From the forum thread below on step-size independence, list each distinct sentence that ends with a question mark, counting repeated ones only once.

▶ [PASSAGE PROVIDED]
########

Independence of the step-size and stochastic gradient ?

Question

Independence of the step-size and stochastic gradient ?

Algue-Rythme opened this issue 3 years ago · 2 comments

Dear authors,
Thanks for this work

According to the paper, Appendix F.1 in page 25: "To enforce independence of the step-size and stochastic gradient, we perform a backtracking line-search at the current iterate w_k using a mini-batch of examples that is independent of the mini-batch on which∇f_ik(w_k) is evaluated."

I am not sure if I understand well:

do you perform all the computations of Armijo line search with a batch i (and its gradient) to find learning rate Eta, before using Eta to perform gradient step with gradient of batch j ?

Because I read the implementation of Sls and it seems that you are using the same batch (x,y) for both the update and the Line Search, contrary to what specifies the paper. I understand because you are using closure() function to perform Armijo, and the last iterate of Armijo is actually used as final step (still using the same closure() function).

Is there anywhere else in the code where you used the trick of forcing indepandance between Eta and Gradient ?

Thank you very much

Answer 1 · 2021-10-08T10:43:17.000Z

Dear authors
@IssamLaradji
I am still interested in this topic and I would be glad if you could answer my concern.
Thank you

Answer 2 · 2023-04-18T01:29:50.000Z

Hi Algue,

Yes, your understanding of the implementation is right. The SLS is using the same batch (x,y) for both the update and the Line Search which is in line with the description of SLS in the paper. In the main paper, it is mentioned that the SLS is used on the same batch (x,y) that the gradients were computed. The closure is a proxy for loss_function and gives the loss the current parameter.

Regards,

########

▶ [LISTED RECORDS]

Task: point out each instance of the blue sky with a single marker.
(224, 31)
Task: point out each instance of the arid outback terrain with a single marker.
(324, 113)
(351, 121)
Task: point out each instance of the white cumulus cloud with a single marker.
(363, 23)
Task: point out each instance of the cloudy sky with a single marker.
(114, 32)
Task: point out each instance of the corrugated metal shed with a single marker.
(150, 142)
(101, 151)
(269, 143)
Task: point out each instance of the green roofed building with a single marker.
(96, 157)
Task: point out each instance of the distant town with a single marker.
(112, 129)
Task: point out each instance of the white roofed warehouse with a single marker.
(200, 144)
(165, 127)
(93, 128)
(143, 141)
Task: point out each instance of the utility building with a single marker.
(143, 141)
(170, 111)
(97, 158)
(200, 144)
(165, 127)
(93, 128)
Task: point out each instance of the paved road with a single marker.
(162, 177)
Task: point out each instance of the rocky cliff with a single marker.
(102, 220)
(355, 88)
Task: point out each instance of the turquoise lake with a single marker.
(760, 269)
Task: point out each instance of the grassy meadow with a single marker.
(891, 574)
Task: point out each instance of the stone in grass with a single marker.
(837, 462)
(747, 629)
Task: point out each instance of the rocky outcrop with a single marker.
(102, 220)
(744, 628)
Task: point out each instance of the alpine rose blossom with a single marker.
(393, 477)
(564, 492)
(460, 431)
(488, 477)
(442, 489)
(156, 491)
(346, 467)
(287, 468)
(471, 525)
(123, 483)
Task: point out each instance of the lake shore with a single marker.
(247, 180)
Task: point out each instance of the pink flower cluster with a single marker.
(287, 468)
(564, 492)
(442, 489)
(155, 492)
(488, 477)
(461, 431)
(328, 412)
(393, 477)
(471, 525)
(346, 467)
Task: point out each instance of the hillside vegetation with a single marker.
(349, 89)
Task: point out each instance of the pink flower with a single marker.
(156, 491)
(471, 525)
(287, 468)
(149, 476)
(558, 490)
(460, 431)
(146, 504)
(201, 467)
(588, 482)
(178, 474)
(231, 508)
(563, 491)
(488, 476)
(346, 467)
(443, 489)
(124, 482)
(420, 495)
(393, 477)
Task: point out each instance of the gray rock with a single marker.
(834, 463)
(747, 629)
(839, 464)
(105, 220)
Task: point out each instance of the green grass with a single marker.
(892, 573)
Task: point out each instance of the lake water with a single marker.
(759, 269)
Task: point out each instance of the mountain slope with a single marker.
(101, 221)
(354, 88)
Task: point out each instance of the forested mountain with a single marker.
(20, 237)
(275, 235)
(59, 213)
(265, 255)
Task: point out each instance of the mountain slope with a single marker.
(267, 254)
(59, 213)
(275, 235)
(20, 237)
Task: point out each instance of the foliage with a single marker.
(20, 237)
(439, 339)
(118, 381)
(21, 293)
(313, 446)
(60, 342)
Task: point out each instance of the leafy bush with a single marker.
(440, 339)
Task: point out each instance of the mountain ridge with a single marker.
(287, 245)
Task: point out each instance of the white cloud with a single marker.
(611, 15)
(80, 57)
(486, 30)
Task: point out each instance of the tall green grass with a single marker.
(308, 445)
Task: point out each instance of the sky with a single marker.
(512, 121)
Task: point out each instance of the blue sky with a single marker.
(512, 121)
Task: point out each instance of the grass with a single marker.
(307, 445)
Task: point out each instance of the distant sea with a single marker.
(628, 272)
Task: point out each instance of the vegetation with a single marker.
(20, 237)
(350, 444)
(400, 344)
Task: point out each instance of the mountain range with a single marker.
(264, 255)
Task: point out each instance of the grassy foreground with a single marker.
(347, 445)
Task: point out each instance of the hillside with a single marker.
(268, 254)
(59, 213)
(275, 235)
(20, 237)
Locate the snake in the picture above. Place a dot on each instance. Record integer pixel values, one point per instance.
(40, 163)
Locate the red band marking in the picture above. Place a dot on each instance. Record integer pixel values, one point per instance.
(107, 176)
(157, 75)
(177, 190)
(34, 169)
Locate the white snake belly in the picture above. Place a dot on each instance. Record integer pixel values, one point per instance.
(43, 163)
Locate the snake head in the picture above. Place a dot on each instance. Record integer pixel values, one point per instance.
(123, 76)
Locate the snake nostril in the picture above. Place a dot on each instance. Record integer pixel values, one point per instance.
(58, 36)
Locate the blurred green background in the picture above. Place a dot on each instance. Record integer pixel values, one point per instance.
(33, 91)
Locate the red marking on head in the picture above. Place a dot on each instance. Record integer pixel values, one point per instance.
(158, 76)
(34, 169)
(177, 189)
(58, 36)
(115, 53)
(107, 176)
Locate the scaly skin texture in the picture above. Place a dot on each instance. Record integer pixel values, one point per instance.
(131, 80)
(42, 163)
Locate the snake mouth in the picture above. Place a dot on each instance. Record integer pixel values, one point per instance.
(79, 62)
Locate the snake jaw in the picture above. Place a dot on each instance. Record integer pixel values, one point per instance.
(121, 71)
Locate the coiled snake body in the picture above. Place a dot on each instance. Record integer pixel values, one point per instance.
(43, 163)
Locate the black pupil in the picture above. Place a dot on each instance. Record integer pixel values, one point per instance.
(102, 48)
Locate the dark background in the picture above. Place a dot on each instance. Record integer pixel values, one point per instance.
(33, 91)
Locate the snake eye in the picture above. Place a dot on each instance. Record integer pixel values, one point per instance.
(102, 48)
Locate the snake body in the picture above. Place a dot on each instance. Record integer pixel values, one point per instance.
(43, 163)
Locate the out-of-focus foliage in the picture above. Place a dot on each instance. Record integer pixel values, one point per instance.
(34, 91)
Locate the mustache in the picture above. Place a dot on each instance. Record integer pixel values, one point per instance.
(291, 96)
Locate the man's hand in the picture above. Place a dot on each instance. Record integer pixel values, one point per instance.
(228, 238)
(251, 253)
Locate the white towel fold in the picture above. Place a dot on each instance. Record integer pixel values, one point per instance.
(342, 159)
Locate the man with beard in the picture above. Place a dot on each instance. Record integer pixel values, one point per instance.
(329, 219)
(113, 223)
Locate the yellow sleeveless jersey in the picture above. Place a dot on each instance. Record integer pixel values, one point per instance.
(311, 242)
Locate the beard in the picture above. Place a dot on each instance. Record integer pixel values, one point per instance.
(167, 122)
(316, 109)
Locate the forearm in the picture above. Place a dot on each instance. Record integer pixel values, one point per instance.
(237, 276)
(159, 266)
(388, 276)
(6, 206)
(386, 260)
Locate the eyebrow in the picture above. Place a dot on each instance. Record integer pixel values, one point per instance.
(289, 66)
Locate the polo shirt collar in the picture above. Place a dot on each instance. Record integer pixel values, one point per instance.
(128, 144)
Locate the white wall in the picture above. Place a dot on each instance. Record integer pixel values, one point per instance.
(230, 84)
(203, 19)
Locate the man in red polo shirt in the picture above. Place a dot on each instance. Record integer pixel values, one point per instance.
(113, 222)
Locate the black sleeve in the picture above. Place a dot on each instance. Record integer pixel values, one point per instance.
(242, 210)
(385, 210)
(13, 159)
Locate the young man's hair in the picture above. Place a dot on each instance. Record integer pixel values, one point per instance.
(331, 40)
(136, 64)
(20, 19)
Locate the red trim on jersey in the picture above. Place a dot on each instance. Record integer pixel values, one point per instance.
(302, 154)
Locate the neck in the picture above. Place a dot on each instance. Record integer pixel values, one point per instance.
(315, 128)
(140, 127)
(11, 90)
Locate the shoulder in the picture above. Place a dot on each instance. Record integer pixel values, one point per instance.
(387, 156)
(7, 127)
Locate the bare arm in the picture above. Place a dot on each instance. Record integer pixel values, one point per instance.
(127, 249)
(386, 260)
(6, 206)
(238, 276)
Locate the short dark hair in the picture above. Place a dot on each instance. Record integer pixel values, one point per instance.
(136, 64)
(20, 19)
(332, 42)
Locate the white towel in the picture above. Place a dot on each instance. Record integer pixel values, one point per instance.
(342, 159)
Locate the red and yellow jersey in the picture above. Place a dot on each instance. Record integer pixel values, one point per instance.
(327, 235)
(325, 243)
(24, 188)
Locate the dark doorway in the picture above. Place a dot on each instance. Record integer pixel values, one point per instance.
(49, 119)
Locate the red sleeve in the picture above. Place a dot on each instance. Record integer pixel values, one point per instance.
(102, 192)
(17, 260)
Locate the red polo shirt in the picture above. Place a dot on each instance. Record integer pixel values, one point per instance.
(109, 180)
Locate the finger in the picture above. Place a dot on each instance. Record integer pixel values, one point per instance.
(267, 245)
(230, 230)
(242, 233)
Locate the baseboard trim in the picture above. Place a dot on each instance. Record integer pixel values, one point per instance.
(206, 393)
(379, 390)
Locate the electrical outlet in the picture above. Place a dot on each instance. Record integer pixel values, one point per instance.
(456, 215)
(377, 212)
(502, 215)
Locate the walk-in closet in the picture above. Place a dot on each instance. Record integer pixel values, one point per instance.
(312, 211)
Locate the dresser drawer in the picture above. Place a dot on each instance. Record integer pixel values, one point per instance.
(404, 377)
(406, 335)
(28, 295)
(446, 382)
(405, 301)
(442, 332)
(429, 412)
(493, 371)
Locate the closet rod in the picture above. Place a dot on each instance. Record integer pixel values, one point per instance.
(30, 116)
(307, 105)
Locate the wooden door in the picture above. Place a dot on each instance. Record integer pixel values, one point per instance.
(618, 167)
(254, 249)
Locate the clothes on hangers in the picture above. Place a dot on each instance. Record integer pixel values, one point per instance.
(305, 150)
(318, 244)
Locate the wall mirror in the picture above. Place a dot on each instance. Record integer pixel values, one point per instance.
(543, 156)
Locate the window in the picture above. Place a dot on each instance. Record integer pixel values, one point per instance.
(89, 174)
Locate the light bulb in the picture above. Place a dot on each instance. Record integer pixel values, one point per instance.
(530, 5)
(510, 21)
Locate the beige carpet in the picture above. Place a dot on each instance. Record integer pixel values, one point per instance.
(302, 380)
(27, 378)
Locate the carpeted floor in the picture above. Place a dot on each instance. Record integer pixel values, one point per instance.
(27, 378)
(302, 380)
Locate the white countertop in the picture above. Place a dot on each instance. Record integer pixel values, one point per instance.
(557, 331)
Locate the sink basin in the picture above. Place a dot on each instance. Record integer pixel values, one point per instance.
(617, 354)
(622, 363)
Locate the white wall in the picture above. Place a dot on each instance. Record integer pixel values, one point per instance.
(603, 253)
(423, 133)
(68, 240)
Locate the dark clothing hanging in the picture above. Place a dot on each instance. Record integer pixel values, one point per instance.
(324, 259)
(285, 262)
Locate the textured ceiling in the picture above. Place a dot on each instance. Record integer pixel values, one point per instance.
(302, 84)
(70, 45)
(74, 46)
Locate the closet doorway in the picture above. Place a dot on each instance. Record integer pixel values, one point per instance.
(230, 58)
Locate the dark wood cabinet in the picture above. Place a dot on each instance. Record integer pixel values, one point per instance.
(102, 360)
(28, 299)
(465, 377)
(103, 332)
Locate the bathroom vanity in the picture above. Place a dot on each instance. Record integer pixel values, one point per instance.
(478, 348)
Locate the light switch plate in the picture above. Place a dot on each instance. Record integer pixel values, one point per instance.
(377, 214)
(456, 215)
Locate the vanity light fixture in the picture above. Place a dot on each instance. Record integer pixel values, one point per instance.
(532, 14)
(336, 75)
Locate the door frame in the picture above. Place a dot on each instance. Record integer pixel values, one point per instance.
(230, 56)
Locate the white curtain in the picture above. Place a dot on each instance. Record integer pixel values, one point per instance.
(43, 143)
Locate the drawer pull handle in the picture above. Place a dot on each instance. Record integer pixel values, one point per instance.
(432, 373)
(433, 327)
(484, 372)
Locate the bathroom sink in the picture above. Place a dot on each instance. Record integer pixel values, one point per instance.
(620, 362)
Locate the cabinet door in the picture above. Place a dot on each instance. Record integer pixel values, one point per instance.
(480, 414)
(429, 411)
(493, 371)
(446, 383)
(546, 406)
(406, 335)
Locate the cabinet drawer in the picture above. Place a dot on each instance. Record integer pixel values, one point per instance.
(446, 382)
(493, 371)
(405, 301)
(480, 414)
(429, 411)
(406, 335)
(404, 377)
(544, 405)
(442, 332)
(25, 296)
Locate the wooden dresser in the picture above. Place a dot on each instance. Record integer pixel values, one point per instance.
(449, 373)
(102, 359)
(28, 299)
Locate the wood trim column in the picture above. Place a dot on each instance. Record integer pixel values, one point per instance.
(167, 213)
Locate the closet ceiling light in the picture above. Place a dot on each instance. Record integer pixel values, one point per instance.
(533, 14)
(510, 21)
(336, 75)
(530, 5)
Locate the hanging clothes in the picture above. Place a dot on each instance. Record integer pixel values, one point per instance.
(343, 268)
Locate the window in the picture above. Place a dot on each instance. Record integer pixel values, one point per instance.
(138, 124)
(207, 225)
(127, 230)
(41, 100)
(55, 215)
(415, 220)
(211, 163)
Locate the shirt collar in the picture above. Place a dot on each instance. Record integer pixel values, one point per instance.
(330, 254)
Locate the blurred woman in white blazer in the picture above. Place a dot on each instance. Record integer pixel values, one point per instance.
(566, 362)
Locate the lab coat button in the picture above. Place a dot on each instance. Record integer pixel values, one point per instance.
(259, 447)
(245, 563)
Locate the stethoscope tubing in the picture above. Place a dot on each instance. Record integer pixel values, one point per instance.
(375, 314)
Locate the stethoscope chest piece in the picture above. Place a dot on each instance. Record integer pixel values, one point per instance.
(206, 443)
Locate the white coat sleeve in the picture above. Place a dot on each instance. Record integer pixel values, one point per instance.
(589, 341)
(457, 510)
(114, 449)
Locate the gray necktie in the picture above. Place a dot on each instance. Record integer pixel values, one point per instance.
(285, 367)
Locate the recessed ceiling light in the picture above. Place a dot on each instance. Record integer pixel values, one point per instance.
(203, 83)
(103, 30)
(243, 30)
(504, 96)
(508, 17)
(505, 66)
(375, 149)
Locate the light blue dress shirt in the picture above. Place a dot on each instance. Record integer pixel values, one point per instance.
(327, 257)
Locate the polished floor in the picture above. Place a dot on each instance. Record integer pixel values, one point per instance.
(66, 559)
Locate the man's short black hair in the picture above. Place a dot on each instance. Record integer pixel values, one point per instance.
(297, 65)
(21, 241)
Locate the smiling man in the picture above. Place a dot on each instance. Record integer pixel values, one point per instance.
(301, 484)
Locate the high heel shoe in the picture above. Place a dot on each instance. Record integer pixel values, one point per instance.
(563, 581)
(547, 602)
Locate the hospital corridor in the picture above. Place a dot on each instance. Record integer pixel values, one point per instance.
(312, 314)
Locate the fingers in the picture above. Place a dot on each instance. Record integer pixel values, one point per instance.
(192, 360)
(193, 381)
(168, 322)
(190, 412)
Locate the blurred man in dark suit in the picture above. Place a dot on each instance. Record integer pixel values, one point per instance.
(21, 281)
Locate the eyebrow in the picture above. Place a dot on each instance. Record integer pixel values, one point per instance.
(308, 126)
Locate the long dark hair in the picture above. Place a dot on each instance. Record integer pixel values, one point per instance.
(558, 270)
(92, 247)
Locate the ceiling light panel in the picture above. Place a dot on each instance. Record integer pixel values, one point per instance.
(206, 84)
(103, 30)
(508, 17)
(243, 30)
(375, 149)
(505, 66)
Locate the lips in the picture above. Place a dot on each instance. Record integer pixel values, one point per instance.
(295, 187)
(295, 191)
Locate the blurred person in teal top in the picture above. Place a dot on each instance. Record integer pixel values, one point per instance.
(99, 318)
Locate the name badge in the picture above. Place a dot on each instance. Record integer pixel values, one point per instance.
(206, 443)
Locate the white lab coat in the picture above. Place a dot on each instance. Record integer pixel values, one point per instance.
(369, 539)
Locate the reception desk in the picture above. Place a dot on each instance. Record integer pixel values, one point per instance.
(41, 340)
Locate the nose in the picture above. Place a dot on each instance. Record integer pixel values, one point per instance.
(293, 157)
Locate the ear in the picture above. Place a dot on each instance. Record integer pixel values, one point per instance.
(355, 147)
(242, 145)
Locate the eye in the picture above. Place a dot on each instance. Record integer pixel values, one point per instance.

########

▶ [RESULT BELOW]
- Independence of the step-size and stochastic gradient ?
- do you perform all the computations of Armijo line search with a batch i (and its gradient) to find learning rate Eta, before using Eta to perform gradient step with gradient of batch j ?
- Is there anywhere else in the code where you used the trick of forcing indepandance between Eta and Gradient ?